[Request] Set down every one of the records below word for word, leaving out the pictures.

[Task data]

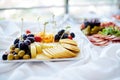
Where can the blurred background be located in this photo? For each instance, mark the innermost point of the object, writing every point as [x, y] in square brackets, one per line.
[31, 9]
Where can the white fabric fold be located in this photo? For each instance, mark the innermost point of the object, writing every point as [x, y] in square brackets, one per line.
[95, 63]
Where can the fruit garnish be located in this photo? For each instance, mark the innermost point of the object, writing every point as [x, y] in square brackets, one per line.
[70, 37]
[38, 38]
[4, 56]
[28, 31]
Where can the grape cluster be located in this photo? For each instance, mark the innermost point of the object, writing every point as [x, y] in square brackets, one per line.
[20, 48]
[62, 34]
[92, 23]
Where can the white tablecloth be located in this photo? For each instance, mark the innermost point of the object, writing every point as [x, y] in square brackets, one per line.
[93, 66]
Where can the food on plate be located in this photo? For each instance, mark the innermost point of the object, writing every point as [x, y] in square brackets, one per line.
[43, 46]
[116, 17]
[63, 34]
[101, 33]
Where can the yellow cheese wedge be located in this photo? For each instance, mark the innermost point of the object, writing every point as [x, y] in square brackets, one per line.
[38, 48]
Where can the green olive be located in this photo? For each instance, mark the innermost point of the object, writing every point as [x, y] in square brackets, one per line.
[10, 57]
[17, 50]
[21, 53]
[26, 56]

[Written answer]
Where can the blurred background be located in this photo? For each instance, mark the innermost point of the object, writing every point as [x, y] in square brackets, one per line.
[31, 9]
Where can the white fabric fold be located in this photo? For each instance, mark the innermost point of the object, writing every point as [x, y] in square brackets, one per line.
[95, 63]
Where can the fruit garnish be located in this photo? For each instance, mark the innermost point of the object, writing every point as [x, y] in square brackets, one per line.
[70, 37]
[38, 38]
[4, 56]
[28, 31]
Where can the grape cluster be located in this photo? For each instance, mark the innermost point of the object, writing every point as [x, y] in square brackets, one per line.
[20, 48]
[62, 34]
[92, 23]
Where can the white tablecloth be located in this photo? For each instance, mark the innermost point of the object, writing every point as [x, y] in square brackets, one per line.
[93, 66]
Where can the food on plate be located in this photo? For each instance, mark the innermost point of the object, writing every point as [x, y] in square brackets, one per line.
[43, 46]
[116, 17]
[63, 34]
[101, 33]
Where can the yellow cheese wedge be located in this photo? For each instance, mark the innermost point of the object, writing every point as [x, y] in square brackets, one per line.
[38, 48]
Where can the green olive be located in this photo? For each instance, mark the innermost point of the object, writing every point as [x, y] in square brackets, one per line.
[10, 57]
[17, 50]
[21, 53]
[26, 56]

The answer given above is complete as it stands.